What to produce
Beginning at the line with "Target: patterned leggings", output each line to the end of the listing below exactly, please.

Input data
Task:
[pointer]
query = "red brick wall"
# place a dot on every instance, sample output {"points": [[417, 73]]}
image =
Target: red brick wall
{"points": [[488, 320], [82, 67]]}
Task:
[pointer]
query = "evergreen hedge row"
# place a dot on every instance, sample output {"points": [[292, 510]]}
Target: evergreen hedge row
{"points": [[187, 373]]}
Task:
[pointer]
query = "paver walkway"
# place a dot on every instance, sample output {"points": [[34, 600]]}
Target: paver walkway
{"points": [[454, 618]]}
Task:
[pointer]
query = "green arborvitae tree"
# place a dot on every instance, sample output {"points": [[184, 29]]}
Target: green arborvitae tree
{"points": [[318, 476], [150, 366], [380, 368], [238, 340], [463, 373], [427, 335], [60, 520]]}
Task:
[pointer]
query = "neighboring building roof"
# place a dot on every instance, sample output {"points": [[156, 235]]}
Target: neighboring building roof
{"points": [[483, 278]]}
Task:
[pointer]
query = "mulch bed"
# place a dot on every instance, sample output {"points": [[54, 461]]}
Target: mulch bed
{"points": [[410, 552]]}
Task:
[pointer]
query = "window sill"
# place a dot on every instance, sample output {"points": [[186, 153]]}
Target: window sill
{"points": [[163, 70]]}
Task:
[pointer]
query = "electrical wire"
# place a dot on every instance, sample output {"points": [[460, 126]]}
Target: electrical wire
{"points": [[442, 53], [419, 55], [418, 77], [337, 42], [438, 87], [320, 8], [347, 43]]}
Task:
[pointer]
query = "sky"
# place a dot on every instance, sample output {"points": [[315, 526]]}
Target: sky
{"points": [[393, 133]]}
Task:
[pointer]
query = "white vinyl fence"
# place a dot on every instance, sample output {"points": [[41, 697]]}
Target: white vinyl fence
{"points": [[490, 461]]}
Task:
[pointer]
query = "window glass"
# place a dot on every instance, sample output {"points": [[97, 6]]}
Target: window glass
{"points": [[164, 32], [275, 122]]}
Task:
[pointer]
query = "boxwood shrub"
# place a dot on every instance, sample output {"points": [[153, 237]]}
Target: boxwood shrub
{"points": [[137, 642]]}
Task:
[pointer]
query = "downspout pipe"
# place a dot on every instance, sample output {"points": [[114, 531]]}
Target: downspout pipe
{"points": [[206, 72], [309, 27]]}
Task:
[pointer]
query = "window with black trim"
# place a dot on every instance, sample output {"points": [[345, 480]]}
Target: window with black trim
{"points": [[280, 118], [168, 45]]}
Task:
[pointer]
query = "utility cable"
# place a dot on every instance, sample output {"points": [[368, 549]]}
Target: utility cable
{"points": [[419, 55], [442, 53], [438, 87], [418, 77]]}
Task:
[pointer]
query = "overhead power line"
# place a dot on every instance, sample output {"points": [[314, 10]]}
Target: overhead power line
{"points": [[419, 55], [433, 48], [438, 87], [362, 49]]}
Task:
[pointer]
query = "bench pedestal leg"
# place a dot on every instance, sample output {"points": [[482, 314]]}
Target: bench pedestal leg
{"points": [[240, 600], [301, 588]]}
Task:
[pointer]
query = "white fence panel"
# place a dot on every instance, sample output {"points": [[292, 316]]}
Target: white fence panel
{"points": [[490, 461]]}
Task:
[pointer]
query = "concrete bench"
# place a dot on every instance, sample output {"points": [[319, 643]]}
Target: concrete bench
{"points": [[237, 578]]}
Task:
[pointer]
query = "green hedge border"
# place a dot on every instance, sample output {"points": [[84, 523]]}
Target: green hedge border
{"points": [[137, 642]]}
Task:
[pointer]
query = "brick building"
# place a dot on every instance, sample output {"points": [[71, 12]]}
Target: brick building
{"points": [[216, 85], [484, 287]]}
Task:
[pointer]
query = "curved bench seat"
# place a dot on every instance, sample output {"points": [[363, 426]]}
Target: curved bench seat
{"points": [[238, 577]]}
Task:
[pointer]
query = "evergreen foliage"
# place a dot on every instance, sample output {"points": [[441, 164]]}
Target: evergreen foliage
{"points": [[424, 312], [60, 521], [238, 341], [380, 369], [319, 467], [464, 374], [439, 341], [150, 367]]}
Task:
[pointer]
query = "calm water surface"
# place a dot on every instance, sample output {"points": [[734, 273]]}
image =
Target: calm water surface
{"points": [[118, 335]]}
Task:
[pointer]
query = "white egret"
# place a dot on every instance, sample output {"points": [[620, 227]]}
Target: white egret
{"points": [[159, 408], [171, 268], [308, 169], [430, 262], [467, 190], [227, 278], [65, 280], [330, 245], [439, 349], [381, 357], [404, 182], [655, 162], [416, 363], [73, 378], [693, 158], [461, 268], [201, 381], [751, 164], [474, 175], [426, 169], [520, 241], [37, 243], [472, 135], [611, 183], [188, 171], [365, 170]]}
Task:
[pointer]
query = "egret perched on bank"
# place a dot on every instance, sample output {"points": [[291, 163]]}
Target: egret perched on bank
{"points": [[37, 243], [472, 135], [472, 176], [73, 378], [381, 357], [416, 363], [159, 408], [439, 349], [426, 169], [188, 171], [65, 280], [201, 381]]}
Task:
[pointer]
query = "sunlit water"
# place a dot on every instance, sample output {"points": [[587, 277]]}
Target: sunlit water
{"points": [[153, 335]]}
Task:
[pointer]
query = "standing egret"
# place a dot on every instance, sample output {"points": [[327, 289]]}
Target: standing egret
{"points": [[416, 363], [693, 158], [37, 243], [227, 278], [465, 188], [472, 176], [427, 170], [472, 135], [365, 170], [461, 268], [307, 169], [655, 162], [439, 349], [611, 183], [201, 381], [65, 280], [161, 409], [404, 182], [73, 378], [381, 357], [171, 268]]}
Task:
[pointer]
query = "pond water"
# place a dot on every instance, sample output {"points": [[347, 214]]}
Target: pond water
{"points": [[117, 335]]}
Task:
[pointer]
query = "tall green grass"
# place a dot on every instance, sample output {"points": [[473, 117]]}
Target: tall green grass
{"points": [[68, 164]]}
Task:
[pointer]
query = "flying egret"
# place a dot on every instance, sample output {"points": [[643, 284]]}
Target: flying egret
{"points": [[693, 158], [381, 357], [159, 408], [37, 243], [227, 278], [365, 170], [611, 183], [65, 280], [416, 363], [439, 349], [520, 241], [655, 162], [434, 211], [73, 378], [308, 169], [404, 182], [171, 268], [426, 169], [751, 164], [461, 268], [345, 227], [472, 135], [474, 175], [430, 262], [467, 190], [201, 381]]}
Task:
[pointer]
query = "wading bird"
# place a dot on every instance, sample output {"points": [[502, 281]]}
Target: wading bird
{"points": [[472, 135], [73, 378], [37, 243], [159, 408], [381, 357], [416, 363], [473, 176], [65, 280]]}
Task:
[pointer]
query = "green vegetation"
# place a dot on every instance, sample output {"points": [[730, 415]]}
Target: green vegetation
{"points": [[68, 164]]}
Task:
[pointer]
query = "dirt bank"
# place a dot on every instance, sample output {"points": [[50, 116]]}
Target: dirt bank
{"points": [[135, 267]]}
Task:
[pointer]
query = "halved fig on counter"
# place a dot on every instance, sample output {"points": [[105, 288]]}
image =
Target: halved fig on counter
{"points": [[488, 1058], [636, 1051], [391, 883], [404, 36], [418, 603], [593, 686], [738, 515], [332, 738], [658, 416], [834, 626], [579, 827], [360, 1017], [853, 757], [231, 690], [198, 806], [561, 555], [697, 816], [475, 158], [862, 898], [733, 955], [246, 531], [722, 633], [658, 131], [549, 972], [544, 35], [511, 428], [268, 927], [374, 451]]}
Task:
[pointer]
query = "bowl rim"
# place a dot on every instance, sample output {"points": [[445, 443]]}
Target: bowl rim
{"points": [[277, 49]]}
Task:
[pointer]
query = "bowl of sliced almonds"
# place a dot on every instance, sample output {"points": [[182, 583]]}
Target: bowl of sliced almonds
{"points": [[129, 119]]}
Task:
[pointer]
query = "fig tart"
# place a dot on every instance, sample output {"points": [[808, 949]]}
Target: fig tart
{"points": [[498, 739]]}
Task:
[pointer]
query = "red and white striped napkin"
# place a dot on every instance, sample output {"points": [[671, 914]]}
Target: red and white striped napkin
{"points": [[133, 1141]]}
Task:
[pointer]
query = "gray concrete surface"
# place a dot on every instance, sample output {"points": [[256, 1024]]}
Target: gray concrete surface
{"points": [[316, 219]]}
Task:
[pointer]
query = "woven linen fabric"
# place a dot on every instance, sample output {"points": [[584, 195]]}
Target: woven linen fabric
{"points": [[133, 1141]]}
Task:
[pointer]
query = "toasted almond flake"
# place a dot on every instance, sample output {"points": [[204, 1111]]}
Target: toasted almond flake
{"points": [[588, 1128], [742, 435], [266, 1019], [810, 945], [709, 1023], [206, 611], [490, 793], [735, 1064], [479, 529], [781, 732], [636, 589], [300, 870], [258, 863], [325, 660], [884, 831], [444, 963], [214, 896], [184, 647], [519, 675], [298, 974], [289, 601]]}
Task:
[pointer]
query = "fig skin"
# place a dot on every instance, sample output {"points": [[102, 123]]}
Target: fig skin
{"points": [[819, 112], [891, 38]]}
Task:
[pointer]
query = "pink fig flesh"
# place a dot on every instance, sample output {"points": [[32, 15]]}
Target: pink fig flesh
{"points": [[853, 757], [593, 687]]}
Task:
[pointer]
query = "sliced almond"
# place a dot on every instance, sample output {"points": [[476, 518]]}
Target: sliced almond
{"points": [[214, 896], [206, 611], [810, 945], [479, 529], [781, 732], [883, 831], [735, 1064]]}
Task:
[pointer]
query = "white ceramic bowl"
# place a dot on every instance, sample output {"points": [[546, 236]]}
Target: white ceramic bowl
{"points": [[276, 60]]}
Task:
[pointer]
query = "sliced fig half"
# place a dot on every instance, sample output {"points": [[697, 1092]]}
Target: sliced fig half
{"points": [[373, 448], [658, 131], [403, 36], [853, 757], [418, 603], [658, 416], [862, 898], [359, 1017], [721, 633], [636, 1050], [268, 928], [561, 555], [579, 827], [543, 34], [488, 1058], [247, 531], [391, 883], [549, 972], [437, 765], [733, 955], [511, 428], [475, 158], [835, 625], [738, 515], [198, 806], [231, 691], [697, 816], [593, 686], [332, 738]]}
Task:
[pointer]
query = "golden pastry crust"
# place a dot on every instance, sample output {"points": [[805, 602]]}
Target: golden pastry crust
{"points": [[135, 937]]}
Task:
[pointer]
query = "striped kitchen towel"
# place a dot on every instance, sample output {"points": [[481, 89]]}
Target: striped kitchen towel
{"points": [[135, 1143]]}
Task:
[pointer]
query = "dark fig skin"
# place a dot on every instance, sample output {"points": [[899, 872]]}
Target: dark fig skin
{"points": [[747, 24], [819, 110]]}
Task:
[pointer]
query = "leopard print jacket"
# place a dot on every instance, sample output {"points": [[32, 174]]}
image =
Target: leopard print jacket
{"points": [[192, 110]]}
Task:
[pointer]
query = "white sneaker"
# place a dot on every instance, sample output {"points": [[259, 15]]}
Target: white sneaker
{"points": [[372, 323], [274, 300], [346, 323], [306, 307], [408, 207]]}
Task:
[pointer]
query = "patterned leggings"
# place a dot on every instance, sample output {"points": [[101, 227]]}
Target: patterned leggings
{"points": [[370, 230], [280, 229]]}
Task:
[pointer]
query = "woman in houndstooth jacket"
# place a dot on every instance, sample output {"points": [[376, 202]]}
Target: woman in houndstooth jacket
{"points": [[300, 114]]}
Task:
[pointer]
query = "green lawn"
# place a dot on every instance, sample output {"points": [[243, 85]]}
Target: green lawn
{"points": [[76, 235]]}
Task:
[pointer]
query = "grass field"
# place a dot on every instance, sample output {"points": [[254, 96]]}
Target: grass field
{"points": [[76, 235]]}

Answer to the exercise
Target: patterned leggings
{"points": [[370, 230], [280, 229]]}
Task:
[pointer]
query = "woman in houndstooth jacket"
# place a dot on every instance, sample output {"points": [[376, 202]]}
Target: woman in houndstooth jacket
{"points": [[300, 114]]}
Task:
[pointer]
query = "green lawn"
# place a dot on every instance, sample output {"points": [[243, 85]]}
Target: green lawn
{"points": [[76, 235]]}
Task:
[pointer]
query = "grass field"
# place a dot on every instance, sample output {"points": [[254, 96]]}
Target: grass field
{"points": [[76, 235]]}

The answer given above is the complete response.